> **Your goal**
Where the data below contains pictures, omit them; output the rest word for word.

> **Source information**

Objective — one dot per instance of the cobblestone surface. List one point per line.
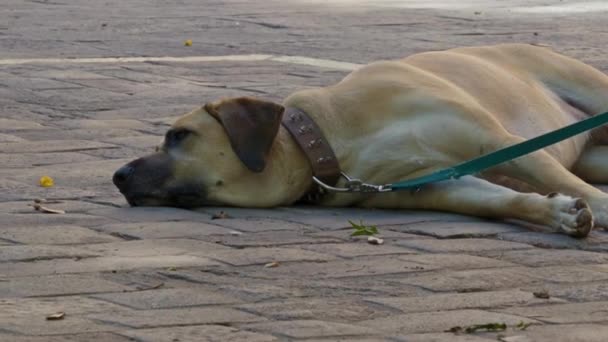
(163, 274)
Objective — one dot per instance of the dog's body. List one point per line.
(394, 120)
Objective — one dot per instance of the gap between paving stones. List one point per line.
(302, 60)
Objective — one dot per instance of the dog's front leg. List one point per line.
(474, 196)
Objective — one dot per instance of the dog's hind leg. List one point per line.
(592, 166)
(545, 173)
(474, 196)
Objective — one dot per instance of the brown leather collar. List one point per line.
(309, 137)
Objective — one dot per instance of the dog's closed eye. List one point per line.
(174, 137)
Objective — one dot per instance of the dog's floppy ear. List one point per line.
(251, 125)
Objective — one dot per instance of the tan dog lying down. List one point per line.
(394, 120)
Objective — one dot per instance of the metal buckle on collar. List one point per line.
(354, 185)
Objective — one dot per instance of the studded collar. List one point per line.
(314, 145)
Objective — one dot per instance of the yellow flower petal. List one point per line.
(46, 182)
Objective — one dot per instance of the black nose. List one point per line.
(122, 175)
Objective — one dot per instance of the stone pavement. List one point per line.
(163, 274)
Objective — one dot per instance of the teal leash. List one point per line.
(476, 165)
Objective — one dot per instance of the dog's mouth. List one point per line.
(185, 196)
(149, 181)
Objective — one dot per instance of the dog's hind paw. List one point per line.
(575, 218)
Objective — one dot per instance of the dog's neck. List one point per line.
(307, 134)
(289, 168)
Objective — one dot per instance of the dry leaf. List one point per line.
(46, 182)
(544, 294)
(46, 210)
(56, 316)
(374, 240)
(220, 215)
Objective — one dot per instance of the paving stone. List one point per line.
(440, 321)
(160, 247)
(25, 207)
(163, 230)
(441, 337)
(566, 274)
(562, 332)
(254, 288)
(9, 138)
(84, 175)
(270, 238)
(41, 252)
(310, 328)
(356, 249)
(100, 134)
(538, 257)
(170, 317)
(388, 235)
(201, 333)
(451, 228)
(150, 214)
(374, 266)
(11, 125)
(41, 326)
(474, 300)
(575, 292)
(141, 141)
(43, 306)
(472, 280)
(337, 218)
(52, 235)
(168, 298)
(371, 266)
(40, 219)
(325, 309)
(29, 190)
(462, 245)
(263, 255)
(564, 313)
(596, 241)
(84, 337)
(261, 225)
(454, 261)
(101, 264)
(56, 284)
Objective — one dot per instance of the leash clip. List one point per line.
(353, 185)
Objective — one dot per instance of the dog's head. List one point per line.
(212, 155)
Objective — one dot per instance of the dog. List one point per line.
(395, 120)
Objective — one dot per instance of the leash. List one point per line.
(475, 165)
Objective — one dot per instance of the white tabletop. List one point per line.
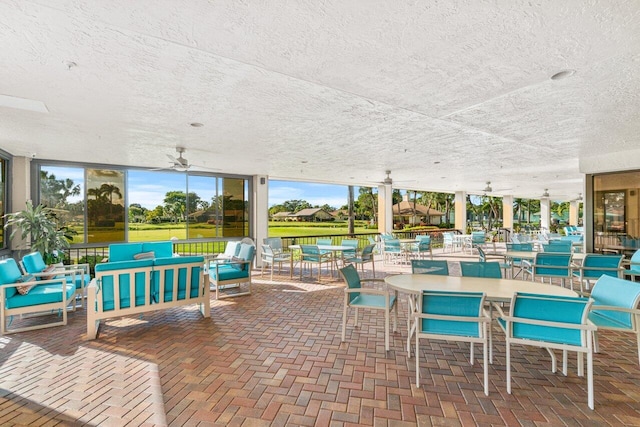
(333, 248)
(495, 289)
(575, 256)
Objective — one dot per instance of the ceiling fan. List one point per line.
(181, 164)
(388, 181)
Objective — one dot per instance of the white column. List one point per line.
(385, 206)
(507, 212)
(460, 209)
(20, 193)
(261, 213)
(574, 212)
(545, 213)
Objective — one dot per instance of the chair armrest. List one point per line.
(614, 308)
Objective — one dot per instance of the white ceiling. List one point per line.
(331, 91)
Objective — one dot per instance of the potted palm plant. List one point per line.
(39, 226)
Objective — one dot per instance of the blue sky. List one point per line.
(150, 193)
(315, 194)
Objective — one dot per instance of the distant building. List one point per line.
(312, 215)
(281, 216)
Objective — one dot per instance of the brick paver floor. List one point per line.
(274, 358)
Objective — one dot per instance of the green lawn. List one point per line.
(154, 232)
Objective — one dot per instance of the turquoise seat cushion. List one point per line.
(9, 273)
(615, 292)
(81, 280)
(227, 272)
(123, 251)
(568, 310)
(169, 278)
(33, 263)
(160, 249)
(47, 293)
(122, 269)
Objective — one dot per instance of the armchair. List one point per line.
(550, 322)
(356, 297)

> **Answer to the problem**
Objective — one dot per instance of the cobblestone surface. List one point per line.
(163, 274)
Objective — one dot per instance of the dog's body. List one point per line.
(394, 120)
Objective — one dot per instance of the gap between paving stones. List one point per line.
(302, 60)
Objective — one dot per instance of the dog's front leg. List one point per line.
(474, 196)
Objective — one dot per instance of the dog's hind leg. List one point per line.
(592, 166)
(545, 173)
(474, 196)
Objective — one dot per instance of the brown leather collar. List one point per line.
(309, 137)
Objective — one dot per instance of the dog's closed eye. List one point per line.
(174, 137)
Objective — one dot per instance of the dog's floppy ear. List one point per line.
(251, 125)
Objective — one dot per instance of the tan dog lying down. List one point per line.
(394, 120)
Objective — one dot per instance of the metal buckle on collar. List one point per line.
(354, 185)
Objective — one dot per instance of the studded collar. List one point per line.
(314, 145)
Objective — one dot per instance of the yellow flower petal. List one point per line.
(46, 182)
Objective — one dot per instance of the black nose. List one point per line.
(122, 175)
Objective — one dot per instance of the stone pavement. List one point per line.
(163, 274)
Objective — one dot per instance of the teal leash. List one point per line.
(476, 165)
Objective — one dot per instance of the dog's mouth. List one point per line.
(185, 196)
(149, 181)
Objective — one dot per instance of the dog's hind paw. List one point per line.
(575, 218)
Objective — one dot per instance of the dog's neck. List one point per line.
(307, 134)
(289, 168)
Objective — one dot per instance of the dry leaf. List one point per line.
(46, 182)
(544, 294)
(46, 210)
(56, 316)
(374, 240)
(220, 215)
Objective — one dot per instance of the paving stone. List one point per line.
(440, 321)
(160, 247)
(25, 207)
(163, 230)
(441, 337)
(566, 274)
(562, 332)
(254, 288)
(9, 138)
(84, 175)
(270, 238)
(41, 252)
(310, 328)
(356, 249)
(100, 134)
(538, 257)
(170, 317)
(388, 235)
(201, 333)
(451, 228)
(150, 214)
(374, 266)
(11, 125)
(41, 326)
(474, 300)
(575, 292)
(141, 141)
(43, 306)
(472, 280)
(337, 218)
(52, 235)
(168, 298)
(371, 266)
(40, 219)
(325, 309)
(29, 190)
(462, 245)
(263, 255)
(564, 313)
(596, 241)
(84, 337)
(261, 225)
(454, 261)
(101, 264)
(56, 284)
Objective — one dot per instance of the leash clip. List one point per line.
(353, 185)
Objective — one dot per instance of the dog's head. List one point per line.
(212, 155)
Objective — one dot per instance of the dog. List one point per line.
(395, 120)
Objective — one dot per instance of the leash. List one point per line.
(475, 165)
Objective — one dot per instance of the white tabletop. List one point per line.
(333, 248)
(495, 289)
(575, 256)
Objective — one dot per instance of the ceiling fan. List one point per line.
(181, 164)
(388, 181)
Objective — one dot per instance of the white column. List one point per line.
(385, 206)
(507, 212)
(460, 209)
(20, 193)
(261, 213)
(574, 212)
(545, 213)
Objective — one dot per instance of the chair armrest. List one point per line.
(614, 308)
Objective — one dot per instance of the white ceiling. List one point per line.
(331, 91)
Objective — one dot per instance of the potted palm plant. List one point per line.
(39, 226)
Objective — one dot per instance of the blue sky. List one point per line.
(150, 193)
(315, 194)
Objective — one dot per instance of the distant building. List one point per line.
(312, 215)
(281, 216)
Objective — one dot per instance of the brick paver floor. List one point per line.
(274, 358)
Objective — one dot per instance of the green lawn. List one point per line.
(154, 232)
Objective — one dot per instance of the turquoise seat cushion. List one point per line.
(9, 273)
(615, 292)
(81, 280)
(227, 272)
(123, 251)
(568, 310)
(169, 278)
(33, 263)
(160, 249)
(47, 293)
(122, 269)
Objective — one dot per instance of the armchair. List one point per line.
(550, 322)
(356, 297)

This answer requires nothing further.